Exercise goal: Convert all of the records below into a Markdown table with two columns, Row and Text. Put a running row number under Row and each line under Text, and leave out blank lines.

Provided entries:
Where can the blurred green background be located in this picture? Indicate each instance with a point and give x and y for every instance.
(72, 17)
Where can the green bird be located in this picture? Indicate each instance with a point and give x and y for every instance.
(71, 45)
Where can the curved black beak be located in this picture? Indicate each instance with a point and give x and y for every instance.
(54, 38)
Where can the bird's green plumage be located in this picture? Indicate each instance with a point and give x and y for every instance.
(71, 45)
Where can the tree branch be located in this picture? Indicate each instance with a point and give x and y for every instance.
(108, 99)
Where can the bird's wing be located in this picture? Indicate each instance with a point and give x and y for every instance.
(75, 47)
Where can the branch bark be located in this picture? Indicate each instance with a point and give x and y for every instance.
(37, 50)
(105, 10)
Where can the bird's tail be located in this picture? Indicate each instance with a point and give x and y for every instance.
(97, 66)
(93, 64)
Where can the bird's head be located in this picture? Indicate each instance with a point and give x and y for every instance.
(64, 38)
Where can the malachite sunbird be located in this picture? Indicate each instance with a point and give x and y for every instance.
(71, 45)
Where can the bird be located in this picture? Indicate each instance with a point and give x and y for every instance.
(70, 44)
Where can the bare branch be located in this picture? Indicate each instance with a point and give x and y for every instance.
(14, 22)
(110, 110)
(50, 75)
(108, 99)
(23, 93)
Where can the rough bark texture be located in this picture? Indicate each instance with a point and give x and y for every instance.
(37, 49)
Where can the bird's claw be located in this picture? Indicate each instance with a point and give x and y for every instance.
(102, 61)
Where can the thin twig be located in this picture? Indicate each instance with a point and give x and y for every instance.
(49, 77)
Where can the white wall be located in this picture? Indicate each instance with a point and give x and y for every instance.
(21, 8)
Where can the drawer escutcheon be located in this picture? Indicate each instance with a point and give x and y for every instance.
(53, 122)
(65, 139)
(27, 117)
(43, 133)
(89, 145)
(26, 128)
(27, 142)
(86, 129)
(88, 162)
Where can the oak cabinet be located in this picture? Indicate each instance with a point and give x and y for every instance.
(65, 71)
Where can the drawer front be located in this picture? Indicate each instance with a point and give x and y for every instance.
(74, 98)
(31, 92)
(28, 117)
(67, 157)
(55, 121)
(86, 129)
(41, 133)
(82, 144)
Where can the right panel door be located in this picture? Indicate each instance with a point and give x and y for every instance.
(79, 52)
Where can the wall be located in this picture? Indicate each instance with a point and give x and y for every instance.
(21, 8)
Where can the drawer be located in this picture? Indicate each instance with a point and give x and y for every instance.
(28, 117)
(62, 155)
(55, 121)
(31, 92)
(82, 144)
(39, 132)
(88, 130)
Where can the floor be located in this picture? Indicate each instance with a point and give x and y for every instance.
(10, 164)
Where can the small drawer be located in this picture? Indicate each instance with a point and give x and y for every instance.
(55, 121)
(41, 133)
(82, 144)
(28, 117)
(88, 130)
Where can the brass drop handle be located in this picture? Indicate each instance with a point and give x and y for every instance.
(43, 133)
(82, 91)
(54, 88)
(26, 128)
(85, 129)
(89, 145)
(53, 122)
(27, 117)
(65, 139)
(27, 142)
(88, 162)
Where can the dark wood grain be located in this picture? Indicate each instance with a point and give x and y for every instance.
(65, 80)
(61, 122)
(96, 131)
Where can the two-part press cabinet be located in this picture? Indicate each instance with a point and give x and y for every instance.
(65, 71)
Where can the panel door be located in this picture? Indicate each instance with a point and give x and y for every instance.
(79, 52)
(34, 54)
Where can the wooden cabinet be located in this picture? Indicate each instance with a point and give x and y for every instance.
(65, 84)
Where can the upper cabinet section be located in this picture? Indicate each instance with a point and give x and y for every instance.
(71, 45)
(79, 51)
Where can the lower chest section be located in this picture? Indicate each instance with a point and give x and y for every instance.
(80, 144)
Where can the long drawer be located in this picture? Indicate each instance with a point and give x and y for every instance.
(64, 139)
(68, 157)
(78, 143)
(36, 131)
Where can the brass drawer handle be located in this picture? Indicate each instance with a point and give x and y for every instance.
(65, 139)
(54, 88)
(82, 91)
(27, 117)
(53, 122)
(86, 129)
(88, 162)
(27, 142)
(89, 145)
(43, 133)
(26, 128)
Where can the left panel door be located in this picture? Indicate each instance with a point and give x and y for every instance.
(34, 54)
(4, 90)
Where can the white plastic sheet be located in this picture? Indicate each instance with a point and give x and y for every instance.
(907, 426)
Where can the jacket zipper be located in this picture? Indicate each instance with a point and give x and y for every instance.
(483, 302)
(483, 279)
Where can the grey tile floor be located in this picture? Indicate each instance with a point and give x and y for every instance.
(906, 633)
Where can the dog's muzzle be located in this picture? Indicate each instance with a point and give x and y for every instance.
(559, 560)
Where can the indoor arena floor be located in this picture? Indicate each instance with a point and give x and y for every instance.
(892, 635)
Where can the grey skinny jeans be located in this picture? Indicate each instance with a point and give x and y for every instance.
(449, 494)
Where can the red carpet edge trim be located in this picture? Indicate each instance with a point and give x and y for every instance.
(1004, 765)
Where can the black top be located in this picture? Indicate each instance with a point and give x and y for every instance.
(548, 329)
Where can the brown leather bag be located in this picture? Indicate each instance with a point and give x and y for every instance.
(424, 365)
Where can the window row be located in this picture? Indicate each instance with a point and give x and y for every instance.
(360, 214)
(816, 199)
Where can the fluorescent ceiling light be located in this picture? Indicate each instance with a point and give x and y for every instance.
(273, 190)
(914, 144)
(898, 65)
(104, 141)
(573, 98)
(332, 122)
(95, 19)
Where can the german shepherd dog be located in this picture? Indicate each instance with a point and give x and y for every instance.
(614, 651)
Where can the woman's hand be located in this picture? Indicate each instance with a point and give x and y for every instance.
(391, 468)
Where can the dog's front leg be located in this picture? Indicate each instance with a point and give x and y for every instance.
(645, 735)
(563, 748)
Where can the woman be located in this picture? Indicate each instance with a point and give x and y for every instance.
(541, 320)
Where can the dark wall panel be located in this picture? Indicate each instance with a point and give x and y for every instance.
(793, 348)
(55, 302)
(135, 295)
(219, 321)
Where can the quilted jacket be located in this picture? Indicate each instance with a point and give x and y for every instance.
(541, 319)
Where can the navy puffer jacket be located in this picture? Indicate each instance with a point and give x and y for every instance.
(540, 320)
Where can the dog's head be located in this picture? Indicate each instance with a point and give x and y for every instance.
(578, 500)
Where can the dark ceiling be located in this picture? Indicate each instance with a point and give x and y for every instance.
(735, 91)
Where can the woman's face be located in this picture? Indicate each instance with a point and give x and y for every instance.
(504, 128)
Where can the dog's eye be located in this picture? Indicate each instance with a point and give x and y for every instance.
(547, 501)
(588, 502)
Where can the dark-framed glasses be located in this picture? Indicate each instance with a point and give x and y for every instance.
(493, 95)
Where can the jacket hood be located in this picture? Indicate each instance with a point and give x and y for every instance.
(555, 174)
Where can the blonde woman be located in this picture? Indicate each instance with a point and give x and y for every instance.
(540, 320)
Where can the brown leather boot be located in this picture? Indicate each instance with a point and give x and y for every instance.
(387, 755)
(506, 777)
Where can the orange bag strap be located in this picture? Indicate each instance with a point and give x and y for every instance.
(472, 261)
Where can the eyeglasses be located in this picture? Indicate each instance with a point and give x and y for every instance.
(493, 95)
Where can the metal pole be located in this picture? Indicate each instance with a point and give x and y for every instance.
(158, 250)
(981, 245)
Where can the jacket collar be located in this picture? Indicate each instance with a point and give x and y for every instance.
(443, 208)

Final result:
| Row | Text |
|---|---|
| 1 | Where can the blurred green background be located in this picture? Indicate each instance with a point and give x and y for every instance. |
| 2 | (72, 17) |
| 3 | Where can the green bird be located in this picture? Indicate each instance with a point and give x and y for every instance. |
| 4 | (71, 45) |
| 5 | Where can the curved black beak be located in this picture? Indicate each instance with a point and give x and y for every instance. |
| 6 | (54, 38) |
| 7 | Where can the bird's green plumage be located in this picture? Indicate each instance with a point and give x and y for every instance. |
| 8 | (71, 45) |
| 9 | Where can the tree branch be located in this picture? Indicate each instance with a point and give x and y for every instance. |
| 10 | (108, 99) |
| 11 | Where can the bird's wing be located in this picture? Indicate each instance with a point and give x and y for every instance. |
| 12 | (75, 47) |
| 13 | Where can the branch bark be located in this picture? Indicate each instance with a point and give x and y for every instance. |
| 14 | (37, 50) |
| 15 | (105, 10) |
| 16 | Where can the bird's tail be located in this picture? Indicate each instance with a point and give x and y for every instance. |
| 17 | (97, 66) |
| 18 | (93, 64) |
| 19 | Where can the bird's head be located in this picture? Indicate each instance with a point and give x and y for every instance. |
| 20 | (64, 38) |
| 21 | Where can the malachite sunbird be located in this picture? Indicate each instance with a point and give x and y for every instance. |
| 22 | (71, 45) |
| 23 | Where can the bird be located in this picture? Indicate each instance with a point and give x and y for every instance. |
| 24 | (70, 44) |
| 25 | Where can the bare branch be located in this picture? Indicate each instance with a point and give x and y for every instance. |
| 26 | (14, 22) |
| 27 | (110, 110) |
| 28 | (50, 75) |
| 29 | (108, 99) |
| 30 | (23, 93) |
| 31 | Where can the rough bark texture be located in this picture? Indicate each instance with a point and give x and y for every instance. |
| 32 | (37, 49) |
| 33 | Where can the bird's claw be located in this picture? Indicate each instance with a point and give x and y for every instance. |
| 34 | (102, 61) |
| 35 | Where can the thin twig be located in this picture? Indicate each instance with a point and give x and y for every instance. |
| 36 | (49, 77) |
| 37 | Where can the white wall be located in this picture? Indicate each instance with a point and give x and y for every instance. |
| 38 | (21, 8) |
| 39 | Where can the drawer escutcheon be located in this picture? Indicate each instance with a point and give x and y for every instance. |
| 40 | (53, 122) |
| 41 | (65, 139) |
| 42 | (27, 117) |
| 43 | (43, 133) |
| 44 | (89, 145) |
| 45 | (26, 128) |
| 46 | (27, 142) |
| 47 | (86, 129) |
| 48 | (88, 162) |
| 49 | Where can the oak cabinet be located in this picture? Indicate each instance with a point and give x and y for every instance. |
| 50 | (65, 71) |
| 51 | Where can the drawer front be located in this picture? Indicate each instance with a point and give x and y for every instance. |
| 52 | (74, 98) |
| 53 | (31, 92) |
| 54 | (28, 117) |
| 55 | (67, 157) |
| 56 | (55, 121) |
| 57 | (86, 129) |
| 58 | (41, 133) |
| 59 | (82, 144) |
| 60 | Where can the right panel door be located in this picture? Indicate each instance with a point and give x and y for every instance. |
| 61 | (79, 52) |
| 62 | Where can the wall be located in this picture? Indicate each instance with a point and give x and y for every instance. |
| 63 | (21, 8) |
| 64 | Where can the drawer be located in this picture? Indicate each instance with a point and give x and y for every instance. |
| 65 | (28, 117) |
| 66 | (62, 155) |
| 67 | (55, 121) |
| 68 | (31, 92) |
| 69 | (82, 144) |
| 70 | (39, 132) |
| 71 | (88, 130) |
| 72 | Where can the floor be located in this picture? Indicate each instance with a point and give x and y for every instance. |
| 73 | (10, 164) |
| 74 | Where can the small drawer be located in this picture? Indicate each instance with a point and give x and y for every instance. |
| 75 | (55, 121) |
| 76 | (41, 133) |
| 77 | (82, 144) |
| 78 | (28, 117) |
| 79 | (88, 130) |
| 80 | Where can the brass drop handle be located in this picture? Indicate each instance with a point and give x and y for every instance. |
| 81 | (43, 133) |
| 82 | (82, 91) |
| 83 | (54, 88) |
| 84 | (26, 128) |
| 85 | (85, 129) |
| 86 | (89, 145) |
| 87 | (53, 122) |
| 88 | (27, 117) |
| 89 | (65, 139) |
| 90 | (27, 142) |
| 91 | (88, 162) |
| 92 | Where can the dark wood grain be located in this picture? Indicate each instance with a point and give x and y for every instance. |
| 93 | (65, 80) |
| 94 | (61, 122) |
| 95 | (96, 131) |
| 96 | Where can the two-part press cabinet be located in this picture? Indicate each instance with a point and give x and y for every instance. |
| 97 | (65, 71) |
| 98 | Where can the panel door be located in this picture? Indicate each instance with a point and give x and y for every instance. |
| 99 | (79, 52) |
| 100 | (34, 54) |
| 101 | Where can the wooden cabinet be located in this picture? Indicate each instance with a point and give x and y for every instance. |
| 102 | (65, 84) |
| 103 | Where can the upper cabinet section be located in this picture? Indicate each instance with a point and give x and y for every instance. |
| 104 | (71, 45) |
| 105 | (79, 51) |
| 106 | Where can the lower chest section be located in this picture? Indicate each instance with a point and give x and y for every instance. |
| 107 | (80, 144) |
| 108 | Where can the long drawer be located in this picture? Indicate each instance with a point and give x and y for every instance. |
| 109 | (64, 139) |
| 110 | (68, 157) |
| 111 | (78, 143) |
| 112 | (36, 131) |
| 113 | Where can the brass drawer handle be located in this picture? Indicate each instance with a point and give x and y for every instance. |
| 114 | (65, 139) |
| 115 | (54, 88) |
| 116 | (82, 91) |
| 117 | (27, 117) |
| 118 | (53, 122) |
| 119 | (86, 129) |
| 120 | (88, 162) |
| 121 | (27, 142) |
| 122 | (89, 145) |
| 123 | (43, 133) |
| 124 | (26, 128) |
| 125 | Where can the left panel door be located in this picture? Indicate each instance with a point and give x and y for every instance. |
| 126 | (34, 54) |
| 127 | (4, 90) |
| 128 | Where can the white plastic sheet be located in this picture? Indicate each instance with a point and give x and y for every instance. |
| 129 | (907, 426) |
| 130 | Where can the jacket zipper be located in this picture? Indicate each instance with a point and give x and y for every instance. |
| 131 | (483, 302) |
| 132 | (483, 279) |
| 133 | Where can the grey tile floor be located in this picture? Indicate each instance with a point and give x and y for every instance. |
| 134 | (906, 633) |
| 135 | Where can the dog's muzzle be located in this picture? Indicate each instance with a point and give x and y for every instance. |
| 136 | (559, 560) |
| 137 | Where can the indoor arena floor be located in this picture? Indicate each instance with a point and give x and y for every instance. |
| 138 | (892, 635) |
| 139 | Where can the grey skinny jeans be located in this picture? Indicate each instance with a point and give x and y for every instance. |
| 140 | (449, 494) |
| 141 | Where can the red carpet edge trim be located in this picture? Indicate each instance with a point and give x and y for every instance. |
| 142 | (1004, 765) |
| 143 | Where can the black top be located in this picture? Indicate each instance with a point and give x and y for every instance. |
| 144 | (548, 329) |
| 145 | Where can the brown leather bag be located in this picture? Indicate each instance with a point and give x and y for every instance. |
| 146 | (424, 365) |
| 147 | Where can the window row be located in this picture? Indicate each instance with a point and give x and y for every instance. |
| 148 | (360, 214) |
| 149 | (816, 199) |
| 150 | Where can the fluorescent ceiling light be located in this picture? Indicate each instance with a point and give x and y for every instance. |
| 151 | (273, 190) |
| 152 | (914, 144) |
| 153 | (898, 65) |
| 154 | (104, 141) |
| 155 | (573, 98) |
| 156 | (332, 122) |
| 157 | (95, 19) |
| 158 | Where can the german shepherd dog be located in this picture? Indicate each instance with a point and give x and y for every instance. |
| 159 | (614, 651) |
| 160 | Where can the woman's hand be located in this picture? Indicate each instance with a point and give x and y for every instance. |
| 161 | (391, 468) |
| 162 | Where can the dog's front leg be located in this picture? Indicate each instance with a point and give x and y for every instance. |
| 163 | (645, 735) |
| 164 | (563, 748) |
| 165 | Where can the woman be located in this picture? Indicate each instance with a point and give x and y for every instance. |
| 166 | (541, 320) |
| 167 | Where can the dark wall panel be located in this picture? Indicate each instance with a point and give x and y for every instance. |
| 168 | (793, 348) |
| 169 | (55, 302) |
| 170 | (135, 295) |
| 171 | (219, 321) |
| 172 | Where can the quilted jacket be located in this picture? Indicate each instance with a point and give x and y for every instance. |
| 173 | (541, 319) |
| 174 | Where can the navy puffer jacket be located in this picture? Indicate each instance with a point and give x and y for every instance. |
| 175 | (540, 320) |
| 176 | Where can the dog's head be located in this picture? Indicate each instance with a point and give x and y for every instance. |
| 177 | (578, 500) |
| 178 | Where can the dark ceiling be located in this picture? Indicate each instance with a point and give x and y for every instance. |
| 179 | (735, 91) |
| 180 | Where can the woman's face be located in this picture? Indicate each instance with a point and give x and y for every instance. |
| 181 | (504, 128) |
| 182 | Where can the dog's eye be located in this picture? Indicate each instance with a point and give x and y for every instance. |
| 183 | (547, 501) |
| 184 | (588, 502) |
| 185 | Where can the dark-framed glasses be located in this picture? Indicate each instance with a point and give x and y for every instance. |
| 186 | (493, 95) |
| 187 | Where can the jacket hood be located in this picture? Indicate each instance with a point and give x and y for every instance. |
| 188 | (555, 174) |
| 189 | Where can the blonde woman be located in this picture? Indicate each instance with a point and give x and y for every instance. |
| 190 | (540, 320) |
| 191 | Where can the brown leather boot be located in this picture? Indicate each instance with a point and give x and y for every instance. |
| 192 | (387, 755) |
| 193 | (506, 777) |
| 194 | Where can the orange bag strap be located in this picture? Indicate each instance with a point and give x and y for every instance. |
| 195 | (472, 261) |
| 196 | Where can the eyeglasses be located in this picture? Indicate each instance with a point and give x and y for every instance. |
| 197 | (493, 95) |
| 198 | Where can the metal pole be located in this picture? Indicate each instance with a point and give x and y for every instance. |
| 199 | (158, 250) |
| 200 | (981, 245) |
| 201 | Where can the jacket collar be located in this picture? Indicate each instance with a point and give x and y for every instance. |
| 202 | (443, 208) |